In the Mesa patch, why must the shuffling operate with WE_all set?

===== SOURCE EXCERPT

[Mesa-dev] [PATCH 15/23] i965/fs: add SHUFFLE_32BIT_LOAD_RESULT_TO_64BIT_DATA helper
Samuel Iglesias Gonsálvez
siglesias at igalia.com
Tue May 3 12:22:04 UTC 2016
From: Iago Toral Quiroga <itoral at igalia.com>
There are a few places where we need to shuffle the result of a 32-bit load
into valid 64-bit data, so extract this logic into a separate helper that we
can reuse.
Also, the shuffling needs to operate with WE_all set, which we were missing
before, because we are changing the layout of the data across the various
channels. Otherwise we will run into problems in non-uniform control-flow
scenarios.
---
src/mesa/drivers/dri/i965/brw_fs.cpp | 95 +++++++++++++++++++++-----------
src/mesa/drivers/dri/i965/brw_fs.h | 5 ++
src/mesa/drivers/dri/i965/brw_fs_nir.cpp | 46 ++--------------
3 files changed, 73 insertions(+), 73 deletions(-)
diff --git a/src/mesa/drivers/dri/i965/brw_fs.cpp b/src/mesa/drivers/dri/i965/brw_fs.cpp
index dff13ea..709e4b8 100644
--- a/src/mesa/drivers/dri/i965/brw_fs.cpp
+++ b/src/mesa/drivers/dri/i965/brw_fs.cpp
@@ -216,39 +216,8 @@ fs_visitor::VARYING_PULL_CONSTANT_LOAD(const fs_builder &bld,
vec4_result.type = dst.type;
- /* Our VARYING_PULL_CONSTANT_LOAD reads a vector of 32-bit elements. If we
- * are reading doubles this means that we get this:
- *
- * r0: x0 x0 x0 x0 x0 x0 x0 x0
- * r1: x1 x1 x1 x1 x1 x1 x1 x1
- * r2: y0 y0 y0 y0 y0 y0 y0 y0
- * r3: y1 y1 y1 y1 y1 y1 y1 y1
- *
- * Fix this up so we return valid double elements:
- *
- * r0: x0 x1 x0 x1 x0 x1 x0 x1
- * r1: x0 x1 x0 x1 x0 x1 x0 x1
- * r2: y0 y1 y0 y1 y0 y1 y0 y1
- * r3: y0 y1 y0 y1 y0 y1 y0 y1
- */
- if (type_sz(dst.type) == 8) {
- int multiplier = bld.dispatch_width() / 8;
- fs_reg fixed_res =
- fs_reg(VGRF, alloc.allocate(2 * multiplier), BRW_REGISTER_TYPE_F);
- /* We only have 2 doubles in a 32-bit vec4 */
- for (int i = 0; i < 2; i++) {
- fs_reg vec4_float =
- horiz_offset(retype(vec4_result, BRW_REGISTER_TYPE_F),
- multiplier * 16 * i);
-
- bld.MOV(stride(fixed_res, 2), vec4_float);
- bld.MOV(stride(horiz_offset(fixed_res, 1), 2),
- horiz_offset(vec4_float, 8 * multiplier));
-
- bld.MOV(horiz_offset(vec4_result, multiplier * 8 * i),
- retype(fixed_res, BRW_REGISTER_TYPE_DF));
- }
- }
+ if (type_sz(dst.type) == 8)

==========
===== EXTRACTED DATA

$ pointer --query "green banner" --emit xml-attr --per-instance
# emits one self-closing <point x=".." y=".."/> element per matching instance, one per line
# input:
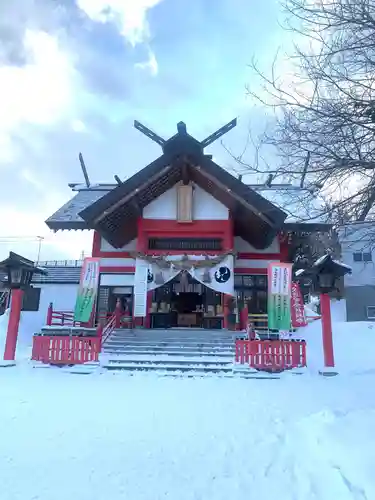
<point x="87" y="291"/>
<point x="279" y="296"/>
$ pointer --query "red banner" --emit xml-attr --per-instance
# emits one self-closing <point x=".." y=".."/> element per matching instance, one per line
<point x="297" y="307"/>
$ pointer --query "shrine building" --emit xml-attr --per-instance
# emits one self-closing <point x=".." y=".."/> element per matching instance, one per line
<point x="182" y="242"/>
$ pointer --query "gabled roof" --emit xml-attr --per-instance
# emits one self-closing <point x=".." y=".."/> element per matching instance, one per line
<point x="57" y="274"/>
<point x="115" y="215"/>
<point x="113" y="210"/>
<point x="67" y="217"/>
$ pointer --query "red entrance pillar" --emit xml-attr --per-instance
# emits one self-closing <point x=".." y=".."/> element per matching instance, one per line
<point x="325" y="311"/>
<point x="14" y="321"/>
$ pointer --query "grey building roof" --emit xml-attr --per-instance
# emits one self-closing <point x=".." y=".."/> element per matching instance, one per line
<point x="63" y="273"/>
<point x="83" y="199"/>
<point x="300" y="204"/>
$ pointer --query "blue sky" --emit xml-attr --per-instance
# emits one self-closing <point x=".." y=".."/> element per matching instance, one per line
<point x="75" y="74"/>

==========

- **ANSWER TO THE EXERCISE**: Because the shuffling changes the layout of the data across the various channels, and without WE_all there would be problems in non-uniform control-flow scenarios.